▸ **Records**
────────
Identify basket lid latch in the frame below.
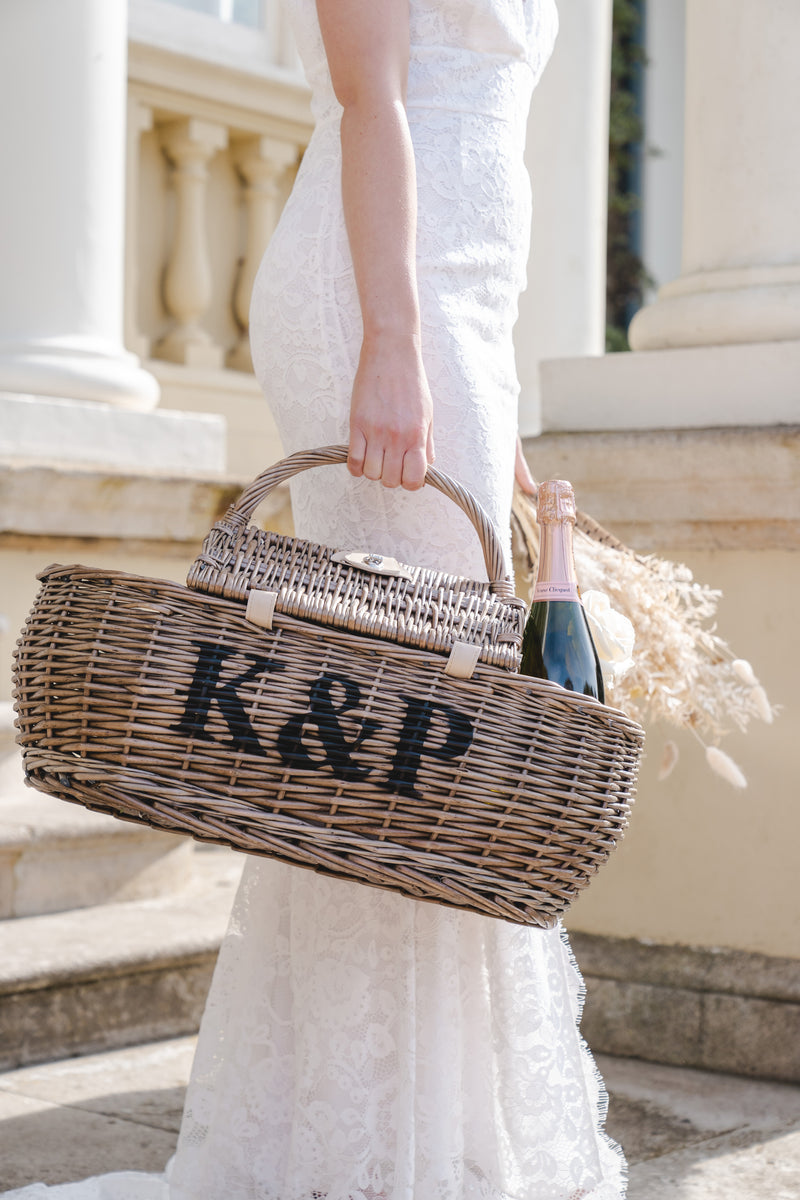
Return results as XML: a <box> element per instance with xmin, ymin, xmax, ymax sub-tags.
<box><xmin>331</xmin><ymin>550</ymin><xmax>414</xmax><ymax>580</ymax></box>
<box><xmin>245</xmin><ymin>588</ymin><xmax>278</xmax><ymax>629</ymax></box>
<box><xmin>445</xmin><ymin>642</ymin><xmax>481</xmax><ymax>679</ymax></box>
────────
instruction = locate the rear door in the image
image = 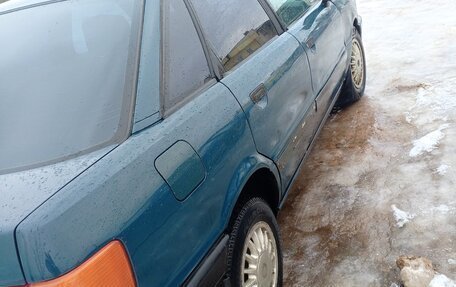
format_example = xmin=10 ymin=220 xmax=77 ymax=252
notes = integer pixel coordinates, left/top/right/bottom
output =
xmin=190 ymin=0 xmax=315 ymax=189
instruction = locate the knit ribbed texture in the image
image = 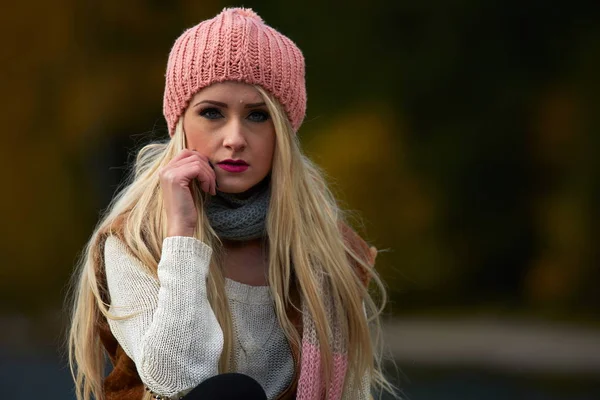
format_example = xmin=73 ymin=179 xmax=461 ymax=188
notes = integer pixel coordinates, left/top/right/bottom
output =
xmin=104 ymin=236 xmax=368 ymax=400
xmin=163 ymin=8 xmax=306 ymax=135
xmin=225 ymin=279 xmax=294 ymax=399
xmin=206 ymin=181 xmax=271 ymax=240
────────
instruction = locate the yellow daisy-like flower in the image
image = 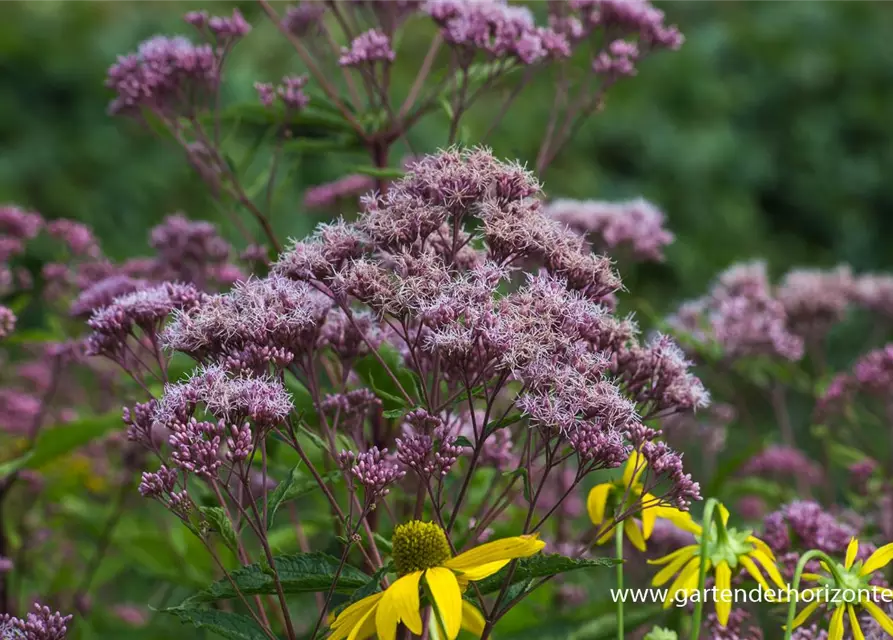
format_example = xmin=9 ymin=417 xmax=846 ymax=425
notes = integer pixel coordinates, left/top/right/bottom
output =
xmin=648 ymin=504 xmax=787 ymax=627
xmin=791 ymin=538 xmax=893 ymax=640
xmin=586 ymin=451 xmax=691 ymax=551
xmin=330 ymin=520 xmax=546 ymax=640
────────
Render the stretch of items from the line containing "instruction = locate the yellow" through the line containing "xmin=330 ymin=520 xmax=546 ymax=640" as a JSON list of strings, one string per line. Skip any blank lines and leave the picture out.

[
  "instruction = locate the yellow daisy-like flower in the image",
  "image = ",
  "format_example = xmin=9 ymin=417 xmax=846 ymax=425",
  "notes = integer pixel coordinates, left/top/right/bottom",
  "output =",
  "xmin=648 ymin=504 xmax=787 ymax=627",
  "xmin=791 ymin=538 xmax=893 ymax=640",
  "xmin=586 ymin=451 xmax=691 ymax=551",
  "xmin=330 ymin=520 xmax=546 ymax=640"
]